TASK LIST -
1/ List every month and every season named in the summer garden essay.
2/ In the summer garden essay, whose words does the writer's friend send over?
3/ Carry on writing the summer garden essay, starting after its last sentence.

PROVIDED PASSAGE Start Marker

It’s 9pm and if it was December, I’d already be in bed. But it’s July so I am just coming in from pulling weeds in the garden. Rightly so. I get teased about my early winter bedtime, but live by the sun, I say. And it’s easier to do the hard work the garden is begging me to do once the sun has gone down on these mid-July days. I come inside and my hands are a mix of dirt and stickiness. I think of my friend who sent over the Margaret Atwood quote, “In the spring, at the end of the day, you should smell like dirt.” I take her at her word and usually do.
I haven’t written for a moment, and I ask your forgiveness. There is something about the summer that lacks all manners and propriety of a schedule of any kind, it would seem. No start or finish time set in stone, just the list of chores and business work that needs to be tended to and then it’s all of the things in between. I tend to lose sight of things in the summer and I think that is maybe part of the messy joy of it. I am a child again in some ways on these hot days. I saw a young girl, maybe five years old, wearing a jumper that had ties for straps and shorts, all one piece like I wore when I was her age. I saw her and immediately wished they made it in my size.

PROVIDED PASSAGE End Marker
THE DATA Start Marker

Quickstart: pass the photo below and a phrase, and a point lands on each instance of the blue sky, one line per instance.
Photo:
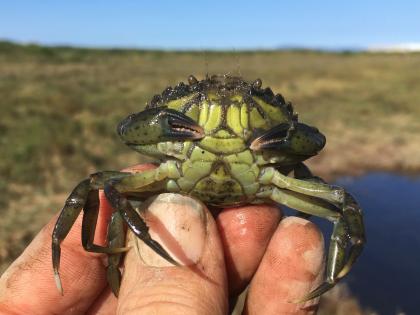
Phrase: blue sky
(211, 24)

THE DATA End Marker

SOLVED TASKS -
1/ December, July, winter, spring, summer

2/ Margaret Atwood's

3/
It was our final 4H fair this last week, our youngest graduating. She showed two chickens and one duck, with the duck winning Grand Champion. A lovely way to end her animal-showing career. Besides the purple ribbon, she also brought home a fairly nasty virus that laid her out for several days and from which now she is just recovering. She spent many days in Joe’s and my bed, it being on the first floor and near the kitchen. Her room is upstairs and removed from the fray of the home and in taking care of her, I kept her in our room for ease and for comfort. “I love your bed, mama,” she would say as I sat on the edge of the bed, gently stroking the hair off her wet forehead. “Your sheets are so soft.” I told her once she was well, we would get the same sheets for her bed. “I’d like that,” she replied. I see the baby still in her and am well aware at the same time, she is a woman of 18.
Maddie is getting ready to move on to Indiana University next month and in doing so, moving to a small, old house south of campus with friends. I am so excited for her and I will miss her daily sightings. I am also fortunate that she is a fifteen-minute drive away. I also savor the possibility that I will be able to tempt her to meet me for lunch, especially if I am buying. I continue to bask in the moments before she goes. The way she scoops up Peaches, our chunky orange cat. When I tell her I am running to the grocery and she says from her room, “Wait! I’m coming.” Even her shoe collection by the front door. She came in late last night. I heard the front door open and close and footsteps making their way to our bedroom. She walked to the edge of the bed, leaned over and kissed me on the cheek, and said, “Good night, mama.”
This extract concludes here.